#### What to produce:
Copy everything in the article on Cinven's purchase of Mercury Pharma from "The deal, set" down to "further price competition.", word for word.

Cinven, the private equity group, is poised to buy Mercury Pharma, a UK-based generic medicines business, for £465m from its rival HgCapital, according to individuals close to the transaction.
The deal, set to be announced as soon as Friday, marks an unusually swift and profitable “flip” of the company for HgCapital, which only bought Mercury – the former Goldshield – at the end of December 2009 for £178m.
It is set to be the first of several acquisitions by Cinven of generic drugs companies in coming months as it seeks to exploit the stable growth of cheap off-patent medicines sold in relatively low volumes and with limited risk of further price competition.
HgCapital appointed Jefferies, the specialist investment bank, earlier this year to find a purchaser and was believed to have had interest from several potential acquirers, but Cinven pre-empted any auction with an offer valuing the company at about nine times earnings before interest, tax and amortisation.
Mercury’s annual sales are more than £100m, with the majority of revenues generated in the UK from products including painkillers, antipsychotics and cardiovascular treatments.
It launched 15 new drugs during 2011-12, including a recent new range of Levothyroxine for thyroid problems.
The company was founded as Goldshield in 1991. It was listed on the London Stock Exchange in 1998 and taken private in a management buyout in 2009.
It was pursued by the Serious Fraud Office for allegations of price-fixing, although the case was thrown out in 2008 after the House of Lords ruled that price-fixing did not amount to conspiracy to defraud.
It previously reached a £4m settlement with the NHS without admission of liability and agreed to provide “co-operation in connection with the continuing civil claims regarding the alleged price-fixing arrangements”.

#### Study material:
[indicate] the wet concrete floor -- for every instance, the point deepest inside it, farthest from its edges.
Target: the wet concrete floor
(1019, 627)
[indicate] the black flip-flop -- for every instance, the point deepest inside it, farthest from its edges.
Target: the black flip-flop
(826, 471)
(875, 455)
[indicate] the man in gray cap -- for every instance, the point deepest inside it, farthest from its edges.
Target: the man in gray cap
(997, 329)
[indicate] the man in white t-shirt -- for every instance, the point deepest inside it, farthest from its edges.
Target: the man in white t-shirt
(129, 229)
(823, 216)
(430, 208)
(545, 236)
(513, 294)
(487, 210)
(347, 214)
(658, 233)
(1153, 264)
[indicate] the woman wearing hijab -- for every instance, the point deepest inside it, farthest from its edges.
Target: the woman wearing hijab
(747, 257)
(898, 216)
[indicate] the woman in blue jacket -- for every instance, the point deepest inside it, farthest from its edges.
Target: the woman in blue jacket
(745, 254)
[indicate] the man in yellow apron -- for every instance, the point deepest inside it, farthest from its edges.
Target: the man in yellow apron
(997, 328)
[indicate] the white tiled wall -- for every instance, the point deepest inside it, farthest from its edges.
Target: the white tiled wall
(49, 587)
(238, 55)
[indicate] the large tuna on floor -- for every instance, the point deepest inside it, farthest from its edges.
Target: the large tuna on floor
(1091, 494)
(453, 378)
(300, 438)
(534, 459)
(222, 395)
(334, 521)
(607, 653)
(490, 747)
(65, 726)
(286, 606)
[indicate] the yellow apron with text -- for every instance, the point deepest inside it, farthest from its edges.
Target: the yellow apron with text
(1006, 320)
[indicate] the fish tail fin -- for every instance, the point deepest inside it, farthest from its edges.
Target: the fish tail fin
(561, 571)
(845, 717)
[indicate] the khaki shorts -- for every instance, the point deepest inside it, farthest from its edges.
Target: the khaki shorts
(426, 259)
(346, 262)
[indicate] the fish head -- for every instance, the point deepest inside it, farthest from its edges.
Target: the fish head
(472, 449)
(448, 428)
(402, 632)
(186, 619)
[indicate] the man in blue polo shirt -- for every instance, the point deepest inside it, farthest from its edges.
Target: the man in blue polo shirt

#### Answer below:
The deal, set to be announced as soon as Friday, marks an unusually swift and profitable “flip” of the company for HgCapital, which only bought Mercury – the former Goldshield – at the end of December 2009 for £178m.
It is set to be the first of several acquisitions by Cinven of generic drugs companies in coming months as it seeks to exploit the stable growth of cheap off-patent medicines sold in relatively low volumes and with limited risk of further price competition.